DOCUMENT —
....

The Walking Dead: Slaughtering Zombies and Breaking Records
October 9th 2013 marked the 10 year anniversary of Robert Kirkman and Tony Moore's provocative and trendsetting apocalyptic new cult classic, The Walking Dead. Avid fans of the emotionally enthralling zombie comic book turned controversial hit AMC television series had an appetite to rival that of the flesh-eating objects of their admiration; A hunger that was near insatiable, as was all too evident in their response to this highly-anticipated issue.
"The Walking Dead #115 instantly sold out at the distributor, selling over 352,000 copies on the day of release, " Image comics blogger Ron Richards announced in a post on imagecomics.com on October 11th, 2 days after issue #115's official release. "This makes The Walking Dead #115 the top selling single comic issue of the year to date," Richards confides.
As it turns out, he was half right. Not just the top selling comic book of the year to date, Richards; the best selling comic book of the year period (as seen in photo 1).
Diamond Comic Distributors indeed announced January 8th, 2014 on their affiliated site Previews World that Walking Dead #115 was the outright best-selling comic book of 2013, outranking various 1st issue launch titles from both Marvel and DC Comics alike, such as Guardians of the Galaxy #1, Superior Spider-Man #1, Justice League of America #1, and Superman unchained #1 and #2.

....

INFORMATION SUPPLIED —
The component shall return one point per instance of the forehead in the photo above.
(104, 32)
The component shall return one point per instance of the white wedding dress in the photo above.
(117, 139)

....

INSTRUCTIONS TO FOLLOW — According to the article about The Walking Dead, how many copies did issue #115 sell on its day of release?

TASK RESULT — Over 352,000 copies.